Natural-language object grounding data
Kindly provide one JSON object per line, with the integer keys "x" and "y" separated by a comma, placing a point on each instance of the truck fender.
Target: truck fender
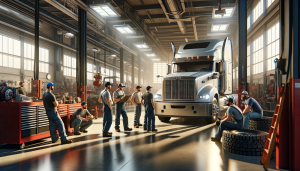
{"x": 210, "y": 90}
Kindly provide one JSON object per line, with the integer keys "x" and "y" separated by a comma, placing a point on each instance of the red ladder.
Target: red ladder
{"x": 272, "y": 132}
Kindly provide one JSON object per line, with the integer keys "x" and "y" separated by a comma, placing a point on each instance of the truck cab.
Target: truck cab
{"x": 199, "y": 82}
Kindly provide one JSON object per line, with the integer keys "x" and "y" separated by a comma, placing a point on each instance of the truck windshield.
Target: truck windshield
{"x": 193, "y": 66}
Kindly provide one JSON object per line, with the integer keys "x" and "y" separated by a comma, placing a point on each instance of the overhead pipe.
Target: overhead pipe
{"x": 14, "y": 14}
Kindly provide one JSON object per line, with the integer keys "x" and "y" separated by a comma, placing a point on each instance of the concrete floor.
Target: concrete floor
{"x": 181, "y": 145}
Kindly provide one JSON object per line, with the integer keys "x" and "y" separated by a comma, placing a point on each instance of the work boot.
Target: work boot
{"x": 107, "y": 135}
{"x": 215, "y": 139}
{"x": 67, "y": 142}
{"x": 77, "y": 133}
{"x": 56, "y": 141}
{"x": 128, "y": 129}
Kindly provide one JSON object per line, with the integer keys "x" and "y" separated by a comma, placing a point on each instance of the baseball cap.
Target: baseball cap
{"x": 50, "y": 84}
{"x": 107, "y": 83}
{"x": 245, "y": 92}
{"x": 229, "y": 100}
{"x": 121, "y": 85}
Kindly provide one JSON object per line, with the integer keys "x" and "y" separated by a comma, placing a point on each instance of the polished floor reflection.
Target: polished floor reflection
{"x": 181, "y": 145}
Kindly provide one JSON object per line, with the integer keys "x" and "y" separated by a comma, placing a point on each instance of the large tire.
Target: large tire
{"x": 244, "y": 142}
{"x": 164, "y": 119}
{"x": 215, "y": 112}
{"x": 260, "y": 124}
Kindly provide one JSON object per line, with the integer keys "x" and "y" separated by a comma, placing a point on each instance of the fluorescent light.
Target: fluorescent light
{"x": 229, "y": 12}
{"x": 125, "y": 29}
{"x": 141, "y": 45}
{"x": 150, "y": 54}
{"x": 105, "y": 10}
{"x": 219, "y": 27}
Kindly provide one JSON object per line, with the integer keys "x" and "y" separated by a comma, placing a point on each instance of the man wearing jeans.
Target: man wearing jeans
{"x": 252, "y": 109}
{"x": 105, "y": 98}
{"x": 233, "y": 119}
{"x": 50, "y": 105}
{"x": 136, "y": 100}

→ PROBLEM TO SOLVE
Word for word, write out each line of the records, but leave the pictures behind.

→ RESPONSE TO THE TASK
Kindly provide one JSON object per line, with the integer keys "x" and "y" separated by a comma, placing a point on each instance of the truck fender.
Target: truck fender
{"x": 210, "y": 90}
Kindly provide one JSON object per line, with the integer keys "x" and "y" separated by a comma, placing a point on each instance of the red ladder.
Target: red ladder
{"x": 272, "y": 132}
Kindly provide one JSON object per line, with the integer keys "x" and "y" separated by a comma, placing a point on each instance of the truck cab.
Target: truck cab
{"x": 199, "y": 82}
Kindly provide one JSON object per line, with the integer keys "x" and "y" separated by a comma, placing a point on each instance of the truck windshield.
Target: truck windshield
{"x": 193, "y": 66}
Kindly provide one JSON object per line, with the integer keys "x" and "y" separated by a comma, placing a point on each instance of the overhead pipe.
Target: overhead pipe
{"x": 14, "y": 14}
Kindly provide one JSON object per line, with the integer keys "x" and "y" separated by a comma, placing a point on each instance of the concrete floor.
Target: concrete floor
{"x": 181, "y": 145}
Kindly provide one JSON object per line, with the integer keys "x" and "y" separated by a comma, placing a point on each instance of the work boot.
Target: work boot
{"x": 107, "y": 135}
{"x": 215, "y": 139}
{"x": 67, "y": 142}
{"x": 77, "y": 133}
{"x": 56, "y": 141}
{"x": 128, "y": 129}
Kindly provide one JSON object per line, with the integer keys "x" and "y" separated by a comma, placing a point on each instance of the baseball cap.
Target: baseball cap
{"x": 50, "y": 84}
{"x": 107, "y": 83}
{"x": 245, "y": 92}
{"x": 229, "y": 100}
{"x": 121, "y": 85}
Kindly provide one JSON object per line, with the integer keys "x" and "y" separated by a comma, placing a point on each instance of the polished floor reflection.
Target: polished floor reflection
{"x": 181, "y": 145}
Kindly provide one JSON object per line, with the integer keys "x" and "y" separated by a comma, placing a point on each instance of the large tire.
Target: large tire
{"x": 244, "y": 142}
{"x": 164, "y": 119}
{"x": 215, "y": 112}
{"x": 260, "y": 124}
Kindly provide one JSON object per line, with the integer keys "x" and "y" separated by a comma, placing a point on each instance of the fluorescent light.
Target: fluorescent light
{"x": 229, "y": 12}
{"x": 125, "y": 29}
{"x": 141, "y": 45}
{"x": 150, "y": 54}
{"x": 105, "y": 10}
{"x": 219, "y": 27}
Kindly provide one JSON object per line, with the integer keys "x" and "y" separated by a comma, placing a point on each instance of the man wearing jeans.
Target: man wearing jeans
{"x": 252, "y": 109}
{"x": 105, "y": 98}
{"x": 233, "y": 119}
{"x": 50, "y": 105}
{"x": 136, "y": 100}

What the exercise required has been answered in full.